**EXERCISE OBJECTIVE**
The expected response is a copy of every line in the entries below that includes the word "black".

Point localization data:
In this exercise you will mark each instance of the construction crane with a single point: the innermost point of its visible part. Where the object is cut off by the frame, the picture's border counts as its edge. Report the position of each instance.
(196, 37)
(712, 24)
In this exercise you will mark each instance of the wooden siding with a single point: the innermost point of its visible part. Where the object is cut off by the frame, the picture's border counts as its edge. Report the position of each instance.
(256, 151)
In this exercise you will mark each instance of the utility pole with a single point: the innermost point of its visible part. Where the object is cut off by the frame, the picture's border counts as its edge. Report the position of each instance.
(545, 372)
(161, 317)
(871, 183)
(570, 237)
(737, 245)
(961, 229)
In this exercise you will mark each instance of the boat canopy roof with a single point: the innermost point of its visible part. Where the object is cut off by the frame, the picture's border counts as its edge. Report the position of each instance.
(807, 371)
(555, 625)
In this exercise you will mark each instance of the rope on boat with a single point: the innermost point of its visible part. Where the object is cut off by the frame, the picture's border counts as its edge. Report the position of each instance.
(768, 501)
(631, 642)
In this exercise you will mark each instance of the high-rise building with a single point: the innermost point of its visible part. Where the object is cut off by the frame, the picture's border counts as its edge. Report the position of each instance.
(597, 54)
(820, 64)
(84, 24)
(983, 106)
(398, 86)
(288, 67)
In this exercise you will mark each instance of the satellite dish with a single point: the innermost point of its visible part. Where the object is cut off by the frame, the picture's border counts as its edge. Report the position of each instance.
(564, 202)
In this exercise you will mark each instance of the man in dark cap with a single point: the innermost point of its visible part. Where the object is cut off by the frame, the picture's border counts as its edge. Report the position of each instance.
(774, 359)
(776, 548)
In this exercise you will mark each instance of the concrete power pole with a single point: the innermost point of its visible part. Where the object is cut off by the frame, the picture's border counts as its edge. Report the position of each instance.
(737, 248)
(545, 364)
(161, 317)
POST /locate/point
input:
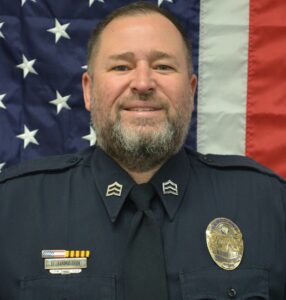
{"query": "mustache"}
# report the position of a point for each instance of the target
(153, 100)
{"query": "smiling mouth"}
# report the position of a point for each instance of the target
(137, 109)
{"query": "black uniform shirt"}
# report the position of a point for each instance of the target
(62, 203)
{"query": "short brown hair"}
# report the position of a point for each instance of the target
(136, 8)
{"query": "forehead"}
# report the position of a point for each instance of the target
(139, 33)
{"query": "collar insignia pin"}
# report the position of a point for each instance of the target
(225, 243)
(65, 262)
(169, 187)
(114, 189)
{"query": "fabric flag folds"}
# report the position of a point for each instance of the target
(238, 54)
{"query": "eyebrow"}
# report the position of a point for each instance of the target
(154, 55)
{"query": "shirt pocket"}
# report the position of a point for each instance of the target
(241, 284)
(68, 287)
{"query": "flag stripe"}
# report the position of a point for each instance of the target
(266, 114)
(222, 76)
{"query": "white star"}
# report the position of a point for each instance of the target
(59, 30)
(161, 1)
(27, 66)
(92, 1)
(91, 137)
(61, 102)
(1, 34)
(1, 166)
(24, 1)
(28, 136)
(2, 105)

...

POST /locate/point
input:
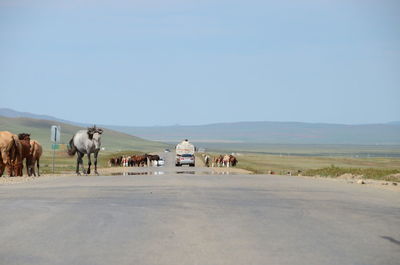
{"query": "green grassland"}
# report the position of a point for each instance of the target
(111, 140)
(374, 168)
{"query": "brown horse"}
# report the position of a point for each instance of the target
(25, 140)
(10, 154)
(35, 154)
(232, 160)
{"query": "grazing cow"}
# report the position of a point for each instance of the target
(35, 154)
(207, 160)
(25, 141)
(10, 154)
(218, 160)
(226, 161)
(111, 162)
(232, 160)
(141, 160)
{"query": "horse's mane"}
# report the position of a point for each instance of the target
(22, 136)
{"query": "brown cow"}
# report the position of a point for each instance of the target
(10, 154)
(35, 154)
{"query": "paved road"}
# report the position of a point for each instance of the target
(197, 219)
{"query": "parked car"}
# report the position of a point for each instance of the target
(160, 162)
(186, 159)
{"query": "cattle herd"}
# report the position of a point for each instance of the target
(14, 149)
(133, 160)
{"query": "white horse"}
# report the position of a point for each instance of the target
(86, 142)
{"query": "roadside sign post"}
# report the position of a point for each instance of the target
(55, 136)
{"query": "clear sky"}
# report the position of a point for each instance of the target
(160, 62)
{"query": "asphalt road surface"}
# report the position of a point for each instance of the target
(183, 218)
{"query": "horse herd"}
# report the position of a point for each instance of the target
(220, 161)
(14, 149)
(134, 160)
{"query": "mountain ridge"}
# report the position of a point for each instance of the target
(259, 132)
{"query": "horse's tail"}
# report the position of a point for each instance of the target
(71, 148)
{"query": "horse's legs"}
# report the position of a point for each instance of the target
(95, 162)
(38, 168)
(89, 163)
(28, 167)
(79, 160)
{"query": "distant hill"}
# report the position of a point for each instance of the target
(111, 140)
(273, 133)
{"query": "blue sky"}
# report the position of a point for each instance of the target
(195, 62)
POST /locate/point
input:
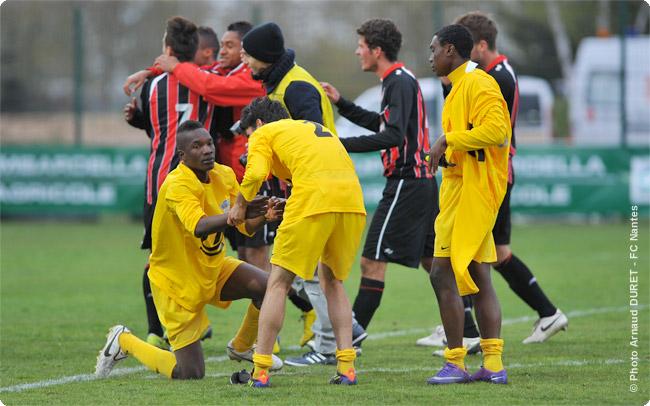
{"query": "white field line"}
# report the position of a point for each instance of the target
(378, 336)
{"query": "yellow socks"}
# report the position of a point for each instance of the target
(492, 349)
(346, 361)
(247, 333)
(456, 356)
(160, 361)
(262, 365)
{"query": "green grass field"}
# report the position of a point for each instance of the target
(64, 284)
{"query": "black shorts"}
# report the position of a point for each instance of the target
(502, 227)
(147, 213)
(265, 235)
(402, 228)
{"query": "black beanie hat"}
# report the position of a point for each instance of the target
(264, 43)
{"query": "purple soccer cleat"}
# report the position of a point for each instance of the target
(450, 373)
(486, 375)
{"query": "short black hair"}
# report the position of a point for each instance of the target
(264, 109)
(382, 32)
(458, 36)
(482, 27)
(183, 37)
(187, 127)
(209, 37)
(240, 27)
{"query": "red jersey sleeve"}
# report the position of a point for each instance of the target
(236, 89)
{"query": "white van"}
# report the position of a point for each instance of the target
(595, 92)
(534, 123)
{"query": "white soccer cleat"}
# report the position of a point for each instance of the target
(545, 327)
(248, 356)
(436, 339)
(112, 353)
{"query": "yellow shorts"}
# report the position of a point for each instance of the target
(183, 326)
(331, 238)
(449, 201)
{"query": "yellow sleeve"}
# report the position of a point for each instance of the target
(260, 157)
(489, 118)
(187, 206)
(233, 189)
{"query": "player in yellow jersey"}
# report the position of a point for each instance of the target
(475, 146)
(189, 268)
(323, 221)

==

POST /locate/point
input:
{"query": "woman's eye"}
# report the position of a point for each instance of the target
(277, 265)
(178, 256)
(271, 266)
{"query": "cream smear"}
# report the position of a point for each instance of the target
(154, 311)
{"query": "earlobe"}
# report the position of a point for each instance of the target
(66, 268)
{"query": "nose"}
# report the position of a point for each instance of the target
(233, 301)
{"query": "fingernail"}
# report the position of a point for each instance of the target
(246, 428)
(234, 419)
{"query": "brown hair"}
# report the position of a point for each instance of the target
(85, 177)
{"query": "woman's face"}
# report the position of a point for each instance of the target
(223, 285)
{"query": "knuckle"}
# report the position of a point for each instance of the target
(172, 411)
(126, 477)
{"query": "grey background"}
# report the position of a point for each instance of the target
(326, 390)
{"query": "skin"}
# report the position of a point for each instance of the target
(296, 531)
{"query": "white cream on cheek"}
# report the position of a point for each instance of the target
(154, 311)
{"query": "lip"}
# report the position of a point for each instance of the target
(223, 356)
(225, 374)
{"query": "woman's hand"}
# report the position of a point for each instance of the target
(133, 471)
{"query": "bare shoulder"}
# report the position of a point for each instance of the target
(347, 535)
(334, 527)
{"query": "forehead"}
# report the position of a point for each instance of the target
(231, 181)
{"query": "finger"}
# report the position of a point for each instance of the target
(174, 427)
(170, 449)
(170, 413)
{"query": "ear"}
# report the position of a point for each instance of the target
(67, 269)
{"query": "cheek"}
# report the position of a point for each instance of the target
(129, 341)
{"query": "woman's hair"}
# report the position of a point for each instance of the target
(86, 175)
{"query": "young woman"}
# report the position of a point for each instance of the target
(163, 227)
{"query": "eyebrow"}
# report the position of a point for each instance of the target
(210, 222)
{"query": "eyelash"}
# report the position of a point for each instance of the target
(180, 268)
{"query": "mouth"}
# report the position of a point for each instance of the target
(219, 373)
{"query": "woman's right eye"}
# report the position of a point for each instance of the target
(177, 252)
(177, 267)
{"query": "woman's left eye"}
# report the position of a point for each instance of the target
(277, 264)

**REPLY TO THE EXERCISE**
{"query": "black uniform shirt"}
{"query": "black shorts"}
{"query": "black beanie hat"}
{"query": "short black hair"}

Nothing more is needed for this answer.